→ Your tasks
**a)** From the passage on oil supply, give again the words from "All of these" up to and including "demand recovers post-COVID.".
**b)** List every four-digit number that appears in the passage on oil supply.
**c)** Pick up the passage on Australia's oil supply after its final sentence and carry it forward.

→ Text block
BEGIN

All of these factors are taking place in the context of a global oil industry that will increasingly struggle to maintain existing levels of production. Recent research indicates that global conventional oil production has been on a resource-constrained plateau since 2005 and will soon decline without major rises in the price of oil.

Another study concluded that oil production will soon decline because the price required for producers to remain economically viable is much higher than the oil price the economy can afford. An increasing number of forecasters are expecting an oil shortage as soon as 2022/2023 as demand recovers post-COVID.

The quote at the top of this article is from the 1986 Energy 2000 Policy Review. Despite the long-recognised implications of Australia’s vulnerability to oil supply disruptions, identified in numerous reports over the years, the approach of Australian governments over decades to providing a ‘level of insurance’ could be described as doing the bare minimum and relying upon market mechanisms to resolve a potential liquid fuel emergency. The rising probability of a liquid fuel emergency indicates that this approach is no longer tenable.

END

→ Provided data
BEGIN

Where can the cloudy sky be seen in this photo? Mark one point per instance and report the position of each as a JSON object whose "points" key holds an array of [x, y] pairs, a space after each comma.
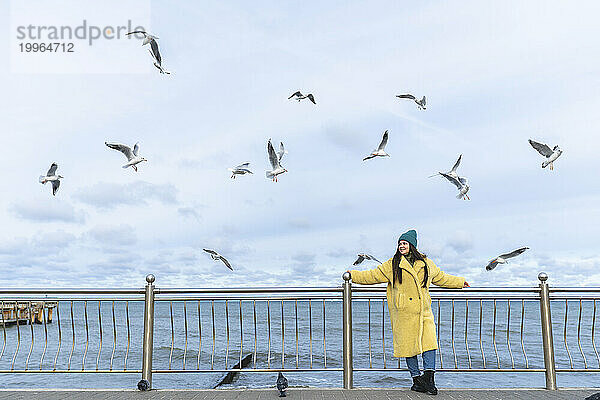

END

→ Outputs for the tasks
**a)**
All of these factors are taking place in the context of a global oil industry that will increasingly struggle to maintain existing levels of production. Recent research indicates that global conventional oil production has been on a resource-constrained plateau since 2005 and will soon decline without major rises in the price of oil.

Another study concluded that oil production will soon decline because the price required for producers to remain economically viable is much higher than the oil price the economy can afford. An increasing number of forecasters are expecting an oil shortage as soon as 2022/2023 as demand recovers post-COVID.

**b)** 2005, 2022, 2023, 1986, 2000

**c)**
Australia has mechanisms in place to manage a liquid fuel emergency. The limited publicly available information on the National Liquid Fuel Emergency Response Plan indicates that a limited range of ‘essential users,’ predominantly emergency services and public transport, would be excluded from rationing.

Retail consumers would be rationed by a maximum limit per vehicle per day. Price would be dictated by market forces. For a relatively minor emergency, this plan may be effective. It is far from clear that this would be the case for a longer-term or more severe disruption, where it would become very clear quite quickly that large swathes of the economy are essential if the basic functioning of society is to continue.

While it is a small step in the right direction, the Government’s recent fuel security initiatives fall far short of what is necessary to mitigate the foreseeable liquid fuel security risk. Under these initiatives, it won’t be until 2026 that Australia meets its International Energy Agency obligation to hold 90 days of fuel stocks. There does not appear to have been a liquid fuel emergency simulation since 2008, the last liquid fuel vulnerability assessment was completed in 2011 and we are still awaiting the latest National Energy Security Assessment (NESA) which was due in 2019.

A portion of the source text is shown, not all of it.